Testo della pagina:
Secondo monsignor Fisichella, i segni dei tempi sono “eventi storici che riescono a creare consenso universale, tali per cui il credente è confermato nel verificare l’immutato e drammatico agire di Dio nella storia e il non credente è orientato a individuare scelte sempre più a favore di una promozione globale dell’umanità”.  Definizione piuttosto problematica, come si vede: il consenso universale è inabilitato a definire la verità e il bene e ancor di più l’agire di Dio nella storia, l’idea che Dio agisce nella storia va purificata da possibili significati storicisti dato che Dio è signore della Storia e non un suo agente, per il non credente è piuttosto difficile pensare alla promozione globale dell’umanità, che invece richiede un riferimento a Dio.

A parte le incertezze definitorie, nel concetto di segni dei tempi sono coagulate alcune idee di fondo che richiamiamo sinteticamente: Dio opera nella storia profana mediante eventi profani, per essere considerati segni dei tempi gli venti storici profani debbono promuovere la dignità dell’uomo e la giustizia, essi suggeriscono soluzioni umane ai nuovi problemi, il soggetto della loro interpretazione è il “popolo di Dio”, essi sollecitano la dottrina a cambiare e la dottrina a sua volta illumina i segni dei tempi in una relazione circolare, infine i segni dei tempi si fondano sul dialogo col mondo e quindi su una visione positiva del mondo stesso. Anche il fenomeno dell’ideologia gender è oggi considerato dai teologi cattolici un “segno dei tempi”.

Ora, tutti vedono che, date queste premesse, i segni dei tempi possono essere solo positivi, relativi ad un progresso, dato che, in qualche modo, sono le sempre nuove incarnazioni di Dio nella storia (Hegel ne sarebbe convinto sostenitore). Ma l’epidemia da coronavirus – da questo punto di vista - non è un evento positivo e di progresso ma negativo e di regresso. La dignità dell’uomo sembra essere calpestata sia dalla natura del virus sia da tante inadeguate risposte umane. La giustizia non sembra essere tenuta in conto: muoiono anche i bambini e molti operatori sanitari. Il dialogo col mondo è reso difficile perché ognuno si chiude nel proprio mondo. Per questo il coronavirus non rientra nella categoria dei segni dei tempi e mette in scacco la teologia contemporanea su questo punto per essa strategico.

Dati da analizzare:
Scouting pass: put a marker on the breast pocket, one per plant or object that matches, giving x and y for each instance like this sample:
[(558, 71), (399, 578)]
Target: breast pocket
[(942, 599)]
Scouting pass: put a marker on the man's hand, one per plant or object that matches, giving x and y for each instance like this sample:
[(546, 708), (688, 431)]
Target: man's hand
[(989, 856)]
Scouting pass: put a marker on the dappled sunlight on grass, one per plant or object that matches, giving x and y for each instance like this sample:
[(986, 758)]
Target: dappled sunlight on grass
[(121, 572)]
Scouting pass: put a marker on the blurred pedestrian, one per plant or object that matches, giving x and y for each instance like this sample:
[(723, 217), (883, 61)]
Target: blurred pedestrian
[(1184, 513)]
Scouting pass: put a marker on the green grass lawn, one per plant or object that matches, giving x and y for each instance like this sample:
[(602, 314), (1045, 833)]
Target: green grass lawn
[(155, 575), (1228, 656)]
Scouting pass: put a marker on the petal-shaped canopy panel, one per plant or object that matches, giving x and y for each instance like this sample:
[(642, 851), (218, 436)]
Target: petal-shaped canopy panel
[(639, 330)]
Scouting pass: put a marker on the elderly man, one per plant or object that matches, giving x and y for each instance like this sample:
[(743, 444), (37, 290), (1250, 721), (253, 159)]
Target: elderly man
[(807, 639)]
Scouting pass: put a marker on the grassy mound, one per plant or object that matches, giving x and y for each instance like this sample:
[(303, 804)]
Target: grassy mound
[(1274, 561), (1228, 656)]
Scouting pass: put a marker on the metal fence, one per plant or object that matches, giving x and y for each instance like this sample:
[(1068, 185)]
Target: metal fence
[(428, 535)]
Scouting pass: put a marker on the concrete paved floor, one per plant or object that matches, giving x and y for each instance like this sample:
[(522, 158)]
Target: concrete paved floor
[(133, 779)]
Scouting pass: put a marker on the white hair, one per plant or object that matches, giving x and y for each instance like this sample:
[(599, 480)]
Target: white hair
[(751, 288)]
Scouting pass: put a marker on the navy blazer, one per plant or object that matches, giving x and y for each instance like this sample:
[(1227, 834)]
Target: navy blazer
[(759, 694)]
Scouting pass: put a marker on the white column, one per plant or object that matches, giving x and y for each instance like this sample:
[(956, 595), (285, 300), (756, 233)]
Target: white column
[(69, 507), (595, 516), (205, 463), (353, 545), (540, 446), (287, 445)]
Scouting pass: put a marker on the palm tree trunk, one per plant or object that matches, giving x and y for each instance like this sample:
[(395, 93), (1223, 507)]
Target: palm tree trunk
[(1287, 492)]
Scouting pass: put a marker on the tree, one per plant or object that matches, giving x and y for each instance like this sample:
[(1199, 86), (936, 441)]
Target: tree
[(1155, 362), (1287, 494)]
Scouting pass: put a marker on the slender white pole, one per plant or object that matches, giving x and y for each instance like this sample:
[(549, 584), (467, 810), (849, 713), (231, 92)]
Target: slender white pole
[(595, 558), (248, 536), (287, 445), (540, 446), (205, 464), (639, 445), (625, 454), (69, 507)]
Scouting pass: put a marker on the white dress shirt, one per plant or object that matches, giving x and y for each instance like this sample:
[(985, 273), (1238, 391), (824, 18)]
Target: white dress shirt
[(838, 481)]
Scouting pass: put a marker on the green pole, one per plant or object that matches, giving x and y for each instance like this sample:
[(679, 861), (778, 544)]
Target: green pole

Compito da svolgere:
Continua il testo sui segni dei tempi e il coronavirus, riprendendo subito dopo la sua ultima frase.

Risposta scritta:
Un tempo, quando non conosceva la nozione contemporanea di segni dei tempi, la Chiesa valutava gli eventi storici, compresi gli eventi naturali dell’epidemia e della fame che solo naturali non sono mai, alla luce della teologia della redenzione. In fondo era anche questo un modo di valutare i segni dei tempi, non però con i criteri del progresso, della giustizia umana e della promozione della persona, ossia con criteri solo umani, ma con quelli della perdizione e della salvezza, della volontà salvifica di Dio onnipotente che può permettere anche le epidemie e la fame vedendole nel suo piano provvidente di salvezza associata a Cristo sofferente. La Chiesa invitava a vederle anche da parte nostra in questa logica provvidenziale di fede e di carità ed è per questo che proponeva penitenza, non solo per i peccatori penitenti ma anche per gli innocenti, compresi i bambini, in una solidarietà spirituale che unificava la Chiesa intera, quella pellegrinante, quella purgante e quella esultante nella gloria.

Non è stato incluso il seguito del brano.